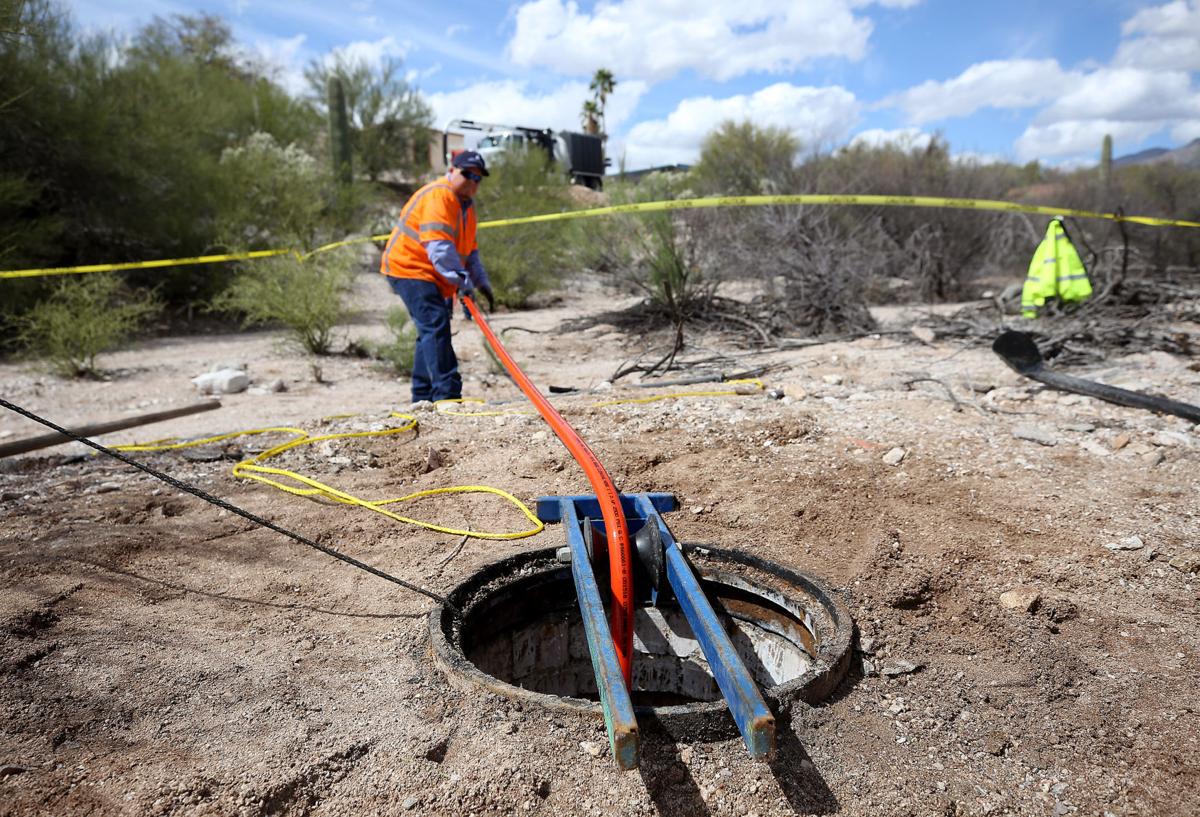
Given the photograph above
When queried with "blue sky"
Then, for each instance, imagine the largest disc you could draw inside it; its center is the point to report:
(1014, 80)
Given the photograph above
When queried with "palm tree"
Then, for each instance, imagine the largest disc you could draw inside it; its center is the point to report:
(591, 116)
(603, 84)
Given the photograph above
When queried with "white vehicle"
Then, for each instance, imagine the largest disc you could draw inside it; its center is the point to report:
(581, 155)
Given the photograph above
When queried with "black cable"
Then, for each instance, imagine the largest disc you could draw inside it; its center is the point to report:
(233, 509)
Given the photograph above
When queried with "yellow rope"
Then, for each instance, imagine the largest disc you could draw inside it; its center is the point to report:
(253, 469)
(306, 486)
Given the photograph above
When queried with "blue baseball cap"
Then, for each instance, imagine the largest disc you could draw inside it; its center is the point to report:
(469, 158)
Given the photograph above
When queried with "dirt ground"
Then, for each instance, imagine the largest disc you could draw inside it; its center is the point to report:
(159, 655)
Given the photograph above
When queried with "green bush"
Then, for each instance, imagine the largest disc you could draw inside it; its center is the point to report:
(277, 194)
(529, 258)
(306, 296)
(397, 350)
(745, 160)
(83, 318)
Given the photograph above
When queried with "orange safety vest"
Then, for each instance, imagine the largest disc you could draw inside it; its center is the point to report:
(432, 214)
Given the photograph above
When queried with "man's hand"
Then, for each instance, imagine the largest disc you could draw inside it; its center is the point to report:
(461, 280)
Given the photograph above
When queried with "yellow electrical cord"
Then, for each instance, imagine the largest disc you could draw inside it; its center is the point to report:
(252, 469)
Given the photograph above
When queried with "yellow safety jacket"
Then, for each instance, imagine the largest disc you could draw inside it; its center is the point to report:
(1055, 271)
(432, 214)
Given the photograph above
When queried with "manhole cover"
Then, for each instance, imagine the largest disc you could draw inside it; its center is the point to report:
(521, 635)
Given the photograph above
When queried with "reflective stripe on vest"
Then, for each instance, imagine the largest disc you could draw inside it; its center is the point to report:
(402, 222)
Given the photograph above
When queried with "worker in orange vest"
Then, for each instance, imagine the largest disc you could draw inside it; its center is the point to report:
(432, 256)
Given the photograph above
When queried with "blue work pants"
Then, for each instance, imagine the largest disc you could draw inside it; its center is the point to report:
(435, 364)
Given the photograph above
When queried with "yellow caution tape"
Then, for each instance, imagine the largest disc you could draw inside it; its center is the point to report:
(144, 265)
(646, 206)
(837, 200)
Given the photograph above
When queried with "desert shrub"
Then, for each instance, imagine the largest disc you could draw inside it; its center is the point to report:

WORK INSTRUCTIONS
A picture-free version of all the records, repeated exactly, is what to return.

RESPONSE
Given the photograph above
When queried with "blue sky"
Then, for each instance, imagine the largest disc you could draw inside it; its center is the point to report:
(1014, 80)
Given the photograph above
When queried with "palm tree"
Then, for each instance, imagine the largest disc you could draw inside it; its center is the point to report:
(591, 116)
(603, 84)
Given the photograph above
When queried with "white vehicle"
Then, for each instance, imagine the largest disc you could draw inside it; its center is the point to report:
(581, 155)
Given the photograph above
When queried with "black cable"
Then, for each instance, imagine the largest disc you could draw inside it; its center is the point to report:
(233, 509)
Given the photograph above
When queried with "yellow rope"
Then, for each instance, imagine the largest disc you could draw inside it; its center is the point to report:
(253, 469)
(306, 486)
Given the photograph above
When queried with "blue baseball cap"
Then, for each instance, imagine the largest disc you could draw inside it; its center is the point to report:
(469, 158)
Given the photograph above
When queried with "dirt ground"
Then, for each instance, imagine the largest disc you could draw inside it; its center is the point to report:
(159, 655)
Given the photograph above
When queried with "green bush"
Then, for each instance, imagine the largest disc you could draw inside it; its center is the point to report:
(277, 194)
(529, 258)
(306, 296)
(397, 350)
(745, 160)
(83, 318)
Given the photograph above
When queried with "orange safety vest"
Then, for each instance, imagine the largest disc you could draw inside it; its center is the point to report:
(432, 214)
Given the photograph above
When queried with "man's hand"
Then, for each instance, imagine the largest disc you could draw inside it; its center is the point to report:
(461, 280)
Given the photograph above
When queried with "yellow electrical cord"
Then, for each instance, imagine the largest disc you could draw inside it; its center is the point to report:
(252, 469)
Given the photograph above
When queried with "yellow safety jacket"
Then, for each instance, imagine the largest disc you could draw inside it; its center is the point to report:
(1055, 271)
(432, 214)
Given the photograph above
When queried with "manhole cover"
Then, for each instance, imagine the largest disc you could draw inside it; its center is the point to report:
(521, 635)
Given the photograph above
When queried with "reflective stripe on vest"
Then, for each instance, imagine the largest disc you could draw inside it; its center is the point to report:
(402, 222)
Given the photograph above
When queried with "worker in orange vest"
Then, for each instance, imagine the largest disc you could draw inside it; its center is the point to report:
(432, 256)
Given the photograph above
When queried with "blue work pants"
Then, for each instance, imagine the largest disc you could draw inside it; its center is the point to report:
(435, 364)
Given the photograph above
When queried with "yellow caution tape"
Then, for each instance, imagine the largest disc you could draw inside it; its center is the point to report:
(144, 265)
(646, 206)
(837, 200)
Given the photograph above
When queried with "desert shrub"
Then, for each instance, imagine the largest disc you could draw inside it; its center is the point to report:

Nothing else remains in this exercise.